## Begin WORKING DATA

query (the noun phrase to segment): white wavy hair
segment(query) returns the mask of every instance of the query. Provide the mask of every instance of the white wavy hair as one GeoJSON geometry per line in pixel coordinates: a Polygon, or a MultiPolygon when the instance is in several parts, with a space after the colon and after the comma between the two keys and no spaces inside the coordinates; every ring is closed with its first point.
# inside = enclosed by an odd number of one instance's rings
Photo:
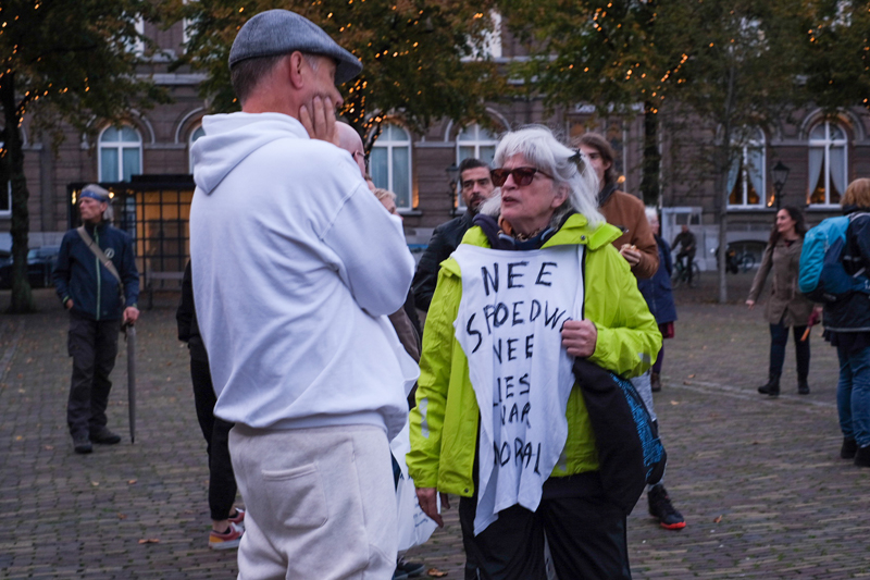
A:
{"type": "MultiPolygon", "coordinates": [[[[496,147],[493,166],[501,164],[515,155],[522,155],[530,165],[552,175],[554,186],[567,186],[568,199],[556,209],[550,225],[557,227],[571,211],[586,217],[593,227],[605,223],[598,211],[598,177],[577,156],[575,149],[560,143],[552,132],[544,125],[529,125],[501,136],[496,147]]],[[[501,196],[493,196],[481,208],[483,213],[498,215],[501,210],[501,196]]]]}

## End WORKING DATA
## Begin WORKING DATA

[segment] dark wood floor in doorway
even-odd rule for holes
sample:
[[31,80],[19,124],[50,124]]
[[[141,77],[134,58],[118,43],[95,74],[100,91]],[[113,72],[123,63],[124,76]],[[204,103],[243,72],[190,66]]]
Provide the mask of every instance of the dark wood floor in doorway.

## End WORKING DATA
## Begin WORKING DATA

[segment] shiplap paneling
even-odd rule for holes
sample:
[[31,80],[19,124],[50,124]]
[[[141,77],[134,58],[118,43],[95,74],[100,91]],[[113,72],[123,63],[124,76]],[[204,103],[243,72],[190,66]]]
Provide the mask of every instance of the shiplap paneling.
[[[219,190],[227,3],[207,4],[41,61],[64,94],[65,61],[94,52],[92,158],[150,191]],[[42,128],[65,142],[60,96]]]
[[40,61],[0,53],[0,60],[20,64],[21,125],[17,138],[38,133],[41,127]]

## End WORKING DATA

PROMPT => Duplicate the rows from the line with "[segment] dark wood floor in doorway" up to and including the line with "Provide the mask of every instance of the dark".

THE COMPLETED TASK =>
[segment] dark wood floor in doorway
even-odd rule for holes
sample:
[[31,80],[19,124],[50,124]]
[[[141,77],[134,58],[118,43],[95,74],[100,91]],[[113,72],[123,63],[124,76]],[[204,103],[243,72],[190,66]]]
Provide the mask of every instance of the dark wood floor in doorway.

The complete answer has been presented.